_DIRECTIONS FOR THIS TASK_
Write what comes next in the interview about the Ukrainian Airlines crash and Iran, starting right after its final sentence.

____ TEXT BLOCK

And then caught in the middle is, unfortunately, the Ukrainian Airlines flight.
We heard ... Donald Trump yesterday for the first time reacting to news of the crash ... saying that, well, it's nothing to do with the United States, and people were flying out of a "rough neighborhood," [by] which I presume he means Iran. What's your response to Mr. Trump?
If you throw a lit match onto a pile of oily rags, you can't be surprised if it starts a fire. And when you, you know, assassinate somebody as important to the Iranian people as Soleimani, you have to expect that there's going to be a response. And you're going to have to expect that civilians, in one way or another, are quite probably going to be caught up in that. And we saw how it happened.
Of course, the argument back others are giving is that, I mean, it's Iran that we understand fired this missile. And it was ... Iranian proxies that fired the rockets at the base in Kirkuk, Iraq, and killing a U.S. contractor. That's the act that started all this in motion. So isn't it just as possible to create a timeline that shows this is directly tied to Iran's actions?
And then you can draw a timeline from there that goes directly back to the Americans' role in the coup that ... placed the Shah on the throne in Iran.

________
____ EXTRACTED INFORMATION

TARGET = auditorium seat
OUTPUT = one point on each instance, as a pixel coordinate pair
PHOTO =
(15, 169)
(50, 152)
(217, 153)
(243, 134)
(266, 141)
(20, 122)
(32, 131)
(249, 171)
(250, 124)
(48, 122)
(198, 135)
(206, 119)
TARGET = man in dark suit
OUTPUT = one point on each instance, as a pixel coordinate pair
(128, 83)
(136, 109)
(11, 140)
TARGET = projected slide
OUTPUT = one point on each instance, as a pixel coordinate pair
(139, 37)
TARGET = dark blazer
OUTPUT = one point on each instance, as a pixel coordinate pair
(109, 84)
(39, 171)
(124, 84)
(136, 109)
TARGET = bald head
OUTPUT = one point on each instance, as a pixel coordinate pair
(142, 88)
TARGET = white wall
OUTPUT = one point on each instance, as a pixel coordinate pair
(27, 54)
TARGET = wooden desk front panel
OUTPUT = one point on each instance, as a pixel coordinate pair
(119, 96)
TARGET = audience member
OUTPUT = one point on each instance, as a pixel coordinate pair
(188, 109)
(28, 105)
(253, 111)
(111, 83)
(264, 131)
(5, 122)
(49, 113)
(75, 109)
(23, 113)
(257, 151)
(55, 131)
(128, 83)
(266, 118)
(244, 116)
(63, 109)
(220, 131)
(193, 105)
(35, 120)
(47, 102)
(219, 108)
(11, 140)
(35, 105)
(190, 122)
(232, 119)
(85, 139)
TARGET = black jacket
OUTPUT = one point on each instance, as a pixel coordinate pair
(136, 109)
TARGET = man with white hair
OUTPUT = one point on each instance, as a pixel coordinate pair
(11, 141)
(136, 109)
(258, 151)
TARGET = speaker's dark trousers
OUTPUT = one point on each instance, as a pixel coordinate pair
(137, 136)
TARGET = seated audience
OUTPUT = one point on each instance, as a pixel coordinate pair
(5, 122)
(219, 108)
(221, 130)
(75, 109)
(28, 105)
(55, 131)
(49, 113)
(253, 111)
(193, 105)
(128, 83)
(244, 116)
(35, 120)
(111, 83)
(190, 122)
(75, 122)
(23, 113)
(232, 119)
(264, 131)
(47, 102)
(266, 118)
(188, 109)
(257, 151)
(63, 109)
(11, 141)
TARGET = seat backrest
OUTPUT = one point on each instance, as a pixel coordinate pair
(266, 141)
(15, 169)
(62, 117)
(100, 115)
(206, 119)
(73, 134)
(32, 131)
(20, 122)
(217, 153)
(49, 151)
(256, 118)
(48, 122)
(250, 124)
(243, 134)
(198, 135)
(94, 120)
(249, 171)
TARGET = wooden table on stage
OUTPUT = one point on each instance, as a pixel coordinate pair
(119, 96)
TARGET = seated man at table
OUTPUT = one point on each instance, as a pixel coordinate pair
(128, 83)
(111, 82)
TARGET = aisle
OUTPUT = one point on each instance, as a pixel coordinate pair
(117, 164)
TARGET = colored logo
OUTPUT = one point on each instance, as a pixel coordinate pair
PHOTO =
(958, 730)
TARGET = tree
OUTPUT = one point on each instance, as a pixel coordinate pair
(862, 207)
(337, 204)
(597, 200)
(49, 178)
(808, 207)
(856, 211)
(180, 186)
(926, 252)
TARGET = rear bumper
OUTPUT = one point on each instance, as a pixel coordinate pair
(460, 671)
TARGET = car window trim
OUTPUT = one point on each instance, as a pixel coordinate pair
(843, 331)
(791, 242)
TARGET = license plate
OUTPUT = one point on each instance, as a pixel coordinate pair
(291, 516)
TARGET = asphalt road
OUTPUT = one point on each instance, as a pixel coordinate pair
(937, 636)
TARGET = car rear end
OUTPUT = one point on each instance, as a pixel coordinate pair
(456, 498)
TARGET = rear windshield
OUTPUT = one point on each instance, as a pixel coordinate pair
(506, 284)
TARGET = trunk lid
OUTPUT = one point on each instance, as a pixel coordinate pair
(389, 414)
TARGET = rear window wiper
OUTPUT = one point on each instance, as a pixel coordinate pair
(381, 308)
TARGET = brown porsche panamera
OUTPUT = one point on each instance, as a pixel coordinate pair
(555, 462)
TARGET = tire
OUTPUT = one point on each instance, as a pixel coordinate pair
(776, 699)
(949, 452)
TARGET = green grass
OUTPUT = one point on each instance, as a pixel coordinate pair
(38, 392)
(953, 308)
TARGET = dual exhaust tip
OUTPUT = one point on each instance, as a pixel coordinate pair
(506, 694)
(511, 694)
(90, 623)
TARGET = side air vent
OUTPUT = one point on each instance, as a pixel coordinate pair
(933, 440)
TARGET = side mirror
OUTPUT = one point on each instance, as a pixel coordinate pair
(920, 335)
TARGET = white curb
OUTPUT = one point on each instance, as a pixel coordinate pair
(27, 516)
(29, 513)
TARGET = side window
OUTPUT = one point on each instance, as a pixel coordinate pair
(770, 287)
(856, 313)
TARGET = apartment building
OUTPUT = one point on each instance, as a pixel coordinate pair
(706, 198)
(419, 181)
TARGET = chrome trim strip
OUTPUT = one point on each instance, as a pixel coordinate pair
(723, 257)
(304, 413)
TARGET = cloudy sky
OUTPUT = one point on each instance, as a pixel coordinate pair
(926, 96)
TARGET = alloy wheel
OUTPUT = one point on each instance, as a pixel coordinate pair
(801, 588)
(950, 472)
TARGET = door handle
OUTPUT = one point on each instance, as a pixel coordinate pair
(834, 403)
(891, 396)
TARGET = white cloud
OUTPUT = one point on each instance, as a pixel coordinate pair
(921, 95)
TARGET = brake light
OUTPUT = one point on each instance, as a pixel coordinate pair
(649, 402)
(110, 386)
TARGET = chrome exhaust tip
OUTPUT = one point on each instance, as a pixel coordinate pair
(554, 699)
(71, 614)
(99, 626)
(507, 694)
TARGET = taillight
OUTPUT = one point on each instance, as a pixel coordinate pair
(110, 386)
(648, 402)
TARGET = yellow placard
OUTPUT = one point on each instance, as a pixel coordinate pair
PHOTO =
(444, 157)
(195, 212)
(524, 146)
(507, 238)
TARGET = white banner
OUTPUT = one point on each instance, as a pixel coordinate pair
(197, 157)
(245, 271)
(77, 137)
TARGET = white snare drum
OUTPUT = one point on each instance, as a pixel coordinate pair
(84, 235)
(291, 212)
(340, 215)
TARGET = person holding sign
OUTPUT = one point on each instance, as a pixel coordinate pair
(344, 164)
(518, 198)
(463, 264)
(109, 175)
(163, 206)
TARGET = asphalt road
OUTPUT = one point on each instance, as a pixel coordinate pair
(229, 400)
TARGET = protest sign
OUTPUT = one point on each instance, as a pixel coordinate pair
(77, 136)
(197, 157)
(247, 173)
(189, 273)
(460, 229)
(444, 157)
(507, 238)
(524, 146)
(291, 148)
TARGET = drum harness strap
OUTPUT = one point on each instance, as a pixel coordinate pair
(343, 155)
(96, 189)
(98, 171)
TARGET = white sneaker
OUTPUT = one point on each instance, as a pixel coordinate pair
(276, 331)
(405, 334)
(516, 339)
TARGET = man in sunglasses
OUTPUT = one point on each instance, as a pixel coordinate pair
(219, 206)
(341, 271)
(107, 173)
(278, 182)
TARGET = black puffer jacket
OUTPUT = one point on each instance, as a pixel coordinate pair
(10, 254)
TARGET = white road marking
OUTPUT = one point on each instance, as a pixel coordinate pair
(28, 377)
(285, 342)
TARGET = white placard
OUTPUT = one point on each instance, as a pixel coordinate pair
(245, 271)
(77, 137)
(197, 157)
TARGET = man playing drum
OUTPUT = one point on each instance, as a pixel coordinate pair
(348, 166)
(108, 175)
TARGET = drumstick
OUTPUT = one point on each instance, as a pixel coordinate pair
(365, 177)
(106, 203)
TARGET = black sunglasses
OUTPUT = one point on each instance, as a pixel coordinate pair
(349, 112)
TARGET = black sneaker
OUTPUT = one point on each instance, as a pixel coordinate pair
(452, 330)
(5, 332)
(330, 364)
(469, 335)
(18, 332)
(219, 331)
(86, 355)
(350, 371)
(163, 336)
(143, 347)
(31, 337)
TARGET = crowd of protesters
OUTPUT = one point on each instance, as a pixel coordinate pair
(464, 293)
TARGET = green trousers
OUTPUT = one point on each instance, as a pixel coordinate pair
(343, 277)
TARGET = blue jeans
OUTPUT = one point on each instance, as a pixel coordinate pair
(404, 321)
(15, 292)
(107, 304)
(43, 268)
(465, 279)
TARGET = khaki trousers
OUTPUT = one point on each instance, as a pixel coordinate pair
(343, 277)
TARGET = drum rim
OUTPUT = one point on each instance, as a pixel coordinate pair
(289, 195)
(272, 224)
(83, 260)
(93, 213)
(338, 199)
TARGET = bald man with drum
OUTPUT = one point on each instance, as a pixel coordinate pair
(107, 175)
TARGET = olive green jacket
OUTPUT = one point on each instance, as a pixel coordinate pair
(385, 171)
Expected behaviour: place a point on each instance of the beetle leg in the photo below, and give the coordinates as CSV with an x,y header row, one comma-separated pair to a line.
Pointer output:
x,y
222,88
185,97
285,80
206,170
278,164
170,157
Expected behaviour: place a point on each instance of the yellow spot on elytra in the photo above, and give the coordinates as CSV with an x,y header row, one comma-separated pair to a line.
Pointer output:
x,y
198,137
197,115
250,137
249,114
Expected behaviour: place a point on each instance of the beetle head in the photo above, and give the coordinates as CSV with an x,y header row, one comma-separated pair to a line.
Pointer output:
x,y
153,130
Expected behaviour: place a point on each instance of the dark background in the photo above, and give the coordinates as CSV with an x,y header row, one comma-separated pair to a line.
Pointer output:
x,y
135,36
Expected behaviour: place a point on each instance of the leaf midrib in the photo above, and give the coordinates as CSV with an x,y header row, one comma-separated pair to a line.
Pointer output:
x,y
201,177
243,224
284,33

________

_TASK OUTPUT_
It's something of a fool's errand to try to find exactly who is responsible for all of this. But, undeniably, if President Trump had not ordered that assassination, those [176 people] would still be alive today.
You're convinced of that?
I think it's undeniable.
What kind of response have you had to your column?
I've actually had a tremendous amount of positive response. You know, I think people were looking for some explanation to make sense of the tragedy, you know, which is a natural human instinct any time we're faced with unexpected loss like that. We want to know why.
I also think, particularly in Canada, there are a lot of people that are energized by their dislike of Trump. He riles people up. And if they can find a new reason to be angry at him, they seize at him.
My column was actually so widely welcomed, it actually made me feel uneasy, and I've regretted it to a certain extent.
I wrote this column today about Trump, and Tehran, and the butterfly effect. A few people have reached out with kudos and it’s going viral on the Macleans site. But, after some thought I think I regret writing it for a couple reasons. 1/ <a href="https://t.co/Ht84CIcfug">https://t.co/Ht84CIcfug</a>
—@Scott_Gilmore
Well, not to certain extent. You wrote a string of tweets talking about how much you regretted writing the column. Why is that?
I have absolutely no doubt that President Trump was a pivotal reason for that plane crash. If he hadn't ordered that assassination, those people would still be alive.
But I also think that sometimes we just need to mourn, and that there are moments when it doesn't do any of us any good to be trying to drag politics into a tragedy.
And then the second reason why I was uncomfortable with it was I knew that that column would go viral probably. And the reason is because it hit all the right buttons. And that made me question what my motivation was for writing it.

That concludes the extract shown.